* **WHAT IS NEEDED**:
Render everything in the records below, from the line containing "Target: hand holding pumpkin" down to the end of the records, as a JSON list of strings with one string per line and blank lines omitted.

··· GIVEN INFORMATION

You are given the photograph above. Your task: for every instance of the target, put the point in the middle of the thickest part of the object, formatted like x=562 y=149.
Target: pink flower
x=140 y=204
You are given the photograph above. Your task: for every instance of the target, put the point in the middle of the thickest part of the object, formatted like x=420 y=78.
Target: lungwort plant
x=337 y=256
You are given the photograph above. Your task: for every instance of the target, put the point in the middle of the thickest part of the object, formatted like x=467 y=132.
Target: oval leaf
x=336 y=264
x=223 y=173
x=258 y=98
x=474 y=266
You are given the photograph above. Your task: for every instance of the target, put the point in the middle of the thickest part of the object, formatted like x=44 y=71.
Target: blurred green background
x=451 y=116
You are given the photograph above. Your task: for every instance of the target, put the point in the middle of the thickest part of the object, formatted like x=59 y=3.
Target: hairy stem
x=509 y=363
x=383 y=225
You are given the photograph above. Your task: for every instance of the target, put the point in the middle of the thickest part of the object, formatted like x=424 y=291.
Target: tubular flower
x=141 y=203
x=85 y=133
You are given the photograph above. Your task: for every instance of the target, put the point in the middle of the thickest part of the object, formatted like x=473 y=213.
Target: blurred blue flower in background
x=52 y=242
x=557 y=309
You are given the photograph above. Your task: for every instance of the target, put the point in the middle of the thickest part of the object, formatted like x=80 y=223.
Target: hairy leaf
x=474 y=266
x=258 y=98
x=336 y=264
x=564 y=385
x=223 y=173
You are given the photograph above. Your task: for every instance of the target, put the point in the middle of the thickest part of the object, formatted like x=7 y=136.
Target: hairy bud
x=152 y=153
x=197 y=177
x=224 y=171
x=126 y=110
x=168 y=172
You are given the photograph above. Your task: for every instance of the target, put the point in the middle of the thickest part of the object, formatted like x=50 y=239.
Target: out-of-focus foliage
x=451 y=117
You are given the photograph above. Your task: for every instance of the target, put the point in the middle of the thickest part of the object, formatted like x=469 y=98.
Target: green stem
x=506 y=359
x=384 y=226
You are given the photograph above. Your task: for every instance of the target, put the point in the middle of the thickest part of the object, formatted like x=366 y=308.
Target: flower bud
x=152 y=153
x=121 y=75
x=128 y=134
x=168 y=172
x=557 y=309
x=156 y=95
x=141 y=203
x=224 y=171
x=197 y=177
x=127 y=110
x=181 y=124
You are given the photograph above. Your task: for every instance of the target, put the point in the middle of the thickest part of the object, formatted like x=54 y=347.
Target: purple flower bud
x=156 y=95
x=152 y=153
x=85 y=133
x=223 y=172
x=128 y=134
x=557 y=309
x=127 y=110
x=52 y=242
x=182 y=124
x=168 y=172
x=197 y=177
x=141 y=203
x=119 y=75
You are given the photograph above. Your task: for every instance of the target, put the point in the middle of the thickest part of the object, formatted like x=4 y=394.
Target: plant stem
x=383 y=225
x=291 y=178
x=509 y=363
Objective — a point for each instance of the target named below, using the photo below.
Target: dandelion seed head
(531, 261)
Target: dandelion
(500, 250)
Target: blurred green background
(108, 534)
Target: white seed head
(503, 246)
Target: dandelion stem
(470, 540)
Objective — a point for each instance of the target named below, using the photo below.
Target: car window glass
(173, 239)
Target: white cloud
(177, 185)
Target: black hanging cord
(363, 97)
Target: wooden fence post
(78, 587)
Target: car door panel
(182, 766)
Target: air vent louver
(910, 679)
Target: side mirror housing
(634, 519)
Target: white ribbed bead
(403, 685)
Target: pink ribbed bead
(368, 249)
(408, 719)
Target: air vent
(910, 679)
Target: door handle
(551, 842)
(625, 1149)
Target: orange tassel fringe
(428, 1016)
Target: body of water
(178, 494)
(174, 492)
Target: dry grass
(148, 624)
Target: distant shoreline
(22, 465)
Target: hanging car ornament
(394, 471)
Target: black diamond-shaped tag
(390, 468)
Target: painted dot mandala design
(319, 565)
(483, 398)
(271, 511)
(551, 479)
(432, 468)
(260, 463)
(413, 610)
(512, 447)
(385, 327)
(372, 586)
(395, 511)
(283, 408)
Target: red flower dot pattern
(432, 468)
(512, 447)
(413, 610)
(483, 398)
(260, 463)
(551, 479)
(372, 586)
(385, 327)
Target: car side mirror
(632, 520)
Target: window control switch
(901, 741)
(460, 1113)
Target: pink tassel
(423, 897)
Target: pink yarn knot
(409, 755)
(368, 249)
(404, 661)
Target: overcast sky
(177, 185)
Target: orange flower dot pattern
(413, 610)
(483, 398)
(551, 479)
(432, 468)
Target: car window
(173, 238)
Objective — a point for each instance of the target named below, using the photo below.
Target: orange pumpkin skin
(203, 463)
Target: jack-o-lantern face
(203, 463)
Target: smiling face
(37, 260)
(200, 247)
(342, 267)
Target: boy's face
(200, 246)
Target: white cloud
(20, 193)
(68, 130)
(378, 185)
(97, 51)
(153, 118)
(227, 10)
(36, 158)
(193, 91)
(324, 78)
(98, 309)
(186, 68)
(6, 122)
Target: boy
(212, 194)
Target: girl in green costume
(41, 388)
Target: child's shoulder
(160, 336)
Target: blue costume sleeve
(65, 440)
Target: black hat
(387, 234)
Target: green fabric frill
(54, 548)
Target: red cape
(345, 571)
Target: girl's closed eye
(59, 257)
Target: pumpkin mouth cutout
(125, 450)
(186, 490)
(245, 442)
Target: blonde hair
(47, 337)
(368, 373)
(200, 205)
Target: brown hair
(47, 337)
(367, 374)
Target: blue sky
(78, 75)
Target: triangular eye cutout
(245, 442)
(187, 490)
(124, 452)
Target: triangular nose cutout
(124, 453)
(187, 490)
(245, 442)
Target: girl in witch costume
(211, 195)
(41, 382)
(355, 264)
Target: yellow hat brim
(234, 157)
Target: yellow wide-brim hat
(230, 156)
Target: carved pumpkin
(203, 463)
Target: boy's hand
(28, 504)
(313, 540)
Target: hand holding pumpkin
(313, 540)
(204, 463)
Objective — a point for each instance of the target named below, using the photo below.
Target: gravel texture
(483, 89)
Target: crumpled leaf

······

* **WRITTEN ANSWER**:
[
  "Target: hand holding pumpkin",
  "(313, 540)",
  "(204, 463)",
  "Objective — a point for each instance of the target named below, using the photo below.",
  "Target: gravel texture",
  "(483, 89)",
  "Target: crumpled leaf"
]